==== Selected passage
Following an interesting border crossing – the end result being a perfunctory search due to our patience in waiting for 1.5 hr. for the women to find a new permit book- we stopped briefly in Corozal to picnic beside the water and then headed to Lamamai.  This proved to be trial for us and the van over 37 mi. of unpaved minefield like roads, down the tiniest of roads into Indian Village and the ruins themselves. A truly magical time! Once again, we had the entire site to ourselves, including howler monkeys, toucans,blue butterflies and spectacular mayan buildings, not to mention the park-like setting on a large lagoon.  In some respects we are reaping the few benefits of the global financial situation.

Come evening a small truck overloaded with kids arrived to set up tents. They were friends from “college” in Orange Walk ( 2 being locals from the village) celebrating the end of the semester. This was indeed the best part of the stay.  Included in the group was a young mayan woman who came along because she had a truck and so that her daughter who had a broken leg due to a soccer accident could come along. We shared food, fished from the dock and spent time just chatting with them. I particularly had a great evening with Edna who was named Agriculture Woman of the Year 2005-an enlightening time.

Leaving there, we spent the night in a resort parking lot on the Belize River leaving early in the morning to check out the Belize Zoo and a sister research station.  Then we have worked our way south along the spectacular Hummingbird Highway arriving in Dangriga just in time for the evening soccer session in the park at waters edge. Youngsters first followed by the adult game under some streetlights but not nearly enough to see well as they played way into the dark. Calvin, my new best 12 yr. old buddy brought us oranges and johnnycakes from his aunties in exchange for his “Christmas present” of a soccer patch and some pens.  We had heard that you could park right there but a couple of local women came by to suggest otherwise and so we moved into a vacant lot adjacent to one of their houses. Seems times have changed.
========
==== Source data
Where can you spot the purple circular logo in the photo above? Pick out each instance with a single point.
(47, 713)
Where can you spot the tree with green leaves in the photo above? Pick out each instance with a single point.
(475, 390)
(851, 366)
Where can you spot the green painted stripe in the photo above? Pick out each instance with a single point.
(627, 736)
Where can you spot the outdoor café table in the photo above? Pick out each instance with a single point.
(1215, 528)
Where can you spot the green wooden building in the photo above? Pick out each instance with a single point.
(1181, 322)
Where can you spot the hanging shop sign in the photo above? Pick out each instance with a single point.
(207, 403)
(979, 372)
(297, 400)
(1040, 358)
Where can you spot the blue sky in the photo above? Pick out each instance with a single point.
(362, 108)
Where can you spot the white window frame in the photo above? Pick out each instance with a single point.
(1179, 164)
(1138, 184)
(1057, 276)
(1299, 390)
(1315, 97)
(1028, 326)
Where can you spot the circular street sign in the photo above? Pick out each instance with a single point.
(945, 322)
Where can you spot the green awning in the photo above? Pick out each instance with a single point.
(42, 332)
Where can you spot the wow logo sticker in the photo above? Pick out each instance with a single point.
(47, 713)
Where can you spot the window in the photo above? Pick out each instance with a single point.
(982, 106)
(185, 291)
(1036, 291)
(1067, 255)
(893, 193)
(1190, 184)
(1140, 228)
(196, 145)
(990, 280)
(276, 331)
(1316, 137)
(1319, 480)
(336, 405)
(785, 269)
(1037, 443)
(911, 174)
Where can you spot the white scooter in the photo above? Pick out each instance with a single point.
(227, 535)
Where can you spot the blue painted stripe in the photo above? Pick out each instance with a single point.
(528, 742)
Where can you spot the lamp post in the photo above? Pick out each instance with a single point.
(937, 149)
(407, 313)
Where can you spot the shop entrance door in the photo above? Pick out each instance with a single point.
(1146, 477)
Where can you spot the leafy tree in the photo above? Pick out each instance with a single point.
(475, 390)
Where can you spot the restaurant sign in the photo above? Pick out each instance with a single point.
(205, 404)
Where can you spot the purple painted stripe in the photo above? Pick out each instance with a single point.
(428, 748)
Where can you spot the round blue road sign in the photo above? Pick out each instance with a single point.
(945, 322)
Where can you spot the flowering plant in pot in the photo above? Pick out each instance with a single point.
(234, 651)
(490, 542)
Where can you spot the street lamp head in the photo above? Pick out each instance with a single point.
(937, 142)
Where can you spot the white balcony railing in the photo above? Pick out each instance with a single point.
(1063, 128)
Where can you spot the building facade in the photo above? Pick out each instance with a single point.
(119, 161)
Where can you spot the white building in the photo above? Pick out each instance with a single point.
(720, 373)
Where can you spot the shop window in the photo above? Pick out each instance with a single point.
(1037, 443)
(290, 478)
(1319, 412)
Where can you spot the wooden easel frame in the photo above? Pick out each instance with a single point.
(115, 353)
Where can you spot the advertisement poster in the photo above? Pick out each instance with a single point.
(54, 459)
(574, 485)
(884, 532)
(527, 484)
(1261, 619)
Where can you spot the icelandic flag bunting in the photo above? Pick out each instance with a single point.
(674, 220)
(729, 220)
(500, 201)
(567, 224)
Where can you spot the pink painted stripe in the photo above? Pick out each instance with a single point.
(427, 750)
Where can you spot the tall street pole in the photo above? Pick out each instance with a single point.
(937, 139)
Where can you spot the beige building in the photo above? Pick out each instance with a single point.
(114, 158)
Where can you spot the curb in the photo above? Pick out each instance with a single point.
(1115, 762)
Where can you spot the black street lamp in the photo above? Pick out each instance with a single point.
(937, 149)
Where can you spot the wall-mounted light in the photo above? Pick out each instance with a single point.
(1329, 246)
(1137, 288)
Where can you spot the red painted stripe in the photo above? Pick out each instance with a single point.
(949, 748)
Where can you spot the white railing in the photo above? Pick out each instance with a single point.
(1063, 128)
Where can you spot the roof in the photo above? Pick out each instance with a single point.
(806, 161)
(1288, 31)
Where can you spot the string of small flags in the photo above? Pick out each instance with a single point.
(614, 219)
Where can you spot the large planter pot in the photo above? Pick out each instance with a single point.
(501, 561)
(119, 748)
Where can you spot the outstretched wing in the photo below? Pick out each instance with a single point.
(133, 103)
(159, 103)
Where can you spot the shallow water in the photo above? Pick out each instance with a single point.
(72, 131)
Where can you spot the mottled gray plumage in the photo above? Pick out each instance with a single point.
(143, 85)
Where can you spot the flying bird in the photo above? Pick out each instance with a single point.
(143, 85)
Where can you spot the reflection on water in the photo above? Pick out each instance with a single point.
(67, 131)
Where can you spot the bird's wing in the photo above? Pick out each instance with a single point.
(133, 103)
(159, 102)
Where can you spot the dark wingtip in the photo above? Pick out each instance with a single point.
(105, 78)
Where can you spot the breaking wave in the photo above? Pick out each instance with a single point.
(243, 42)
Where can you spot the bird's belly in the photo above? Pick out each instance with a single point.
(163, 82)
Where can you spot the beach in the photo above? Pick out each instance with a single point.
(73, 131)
========
** Problem details **
Reproduce word for word the stretch of the Belize travel account from "Following an interesting" through "global financial situation.".

** Exercise result **
Following an interesting border crossing – the end result being a perfunctory search due to our patience in waiting for 1.5 hr. for the women to find a new permit book- we stopped briefly in Corozal to picnic beside the water and then headed to Lamamai.  This proved to be trial for us and the van over 37 mi. of unpaved minefield like roads, down the tiniest of roads into Indian Village and the ruins themselves. A truly magical time! Once again, we had the entire site to ourselves, including howler monkeys, toucans,blue butterflies and spectacular mayan buildings, not to mention the park-like setting on a large lagoon.  In some respects we are reaping the few benefits of the global financial situation.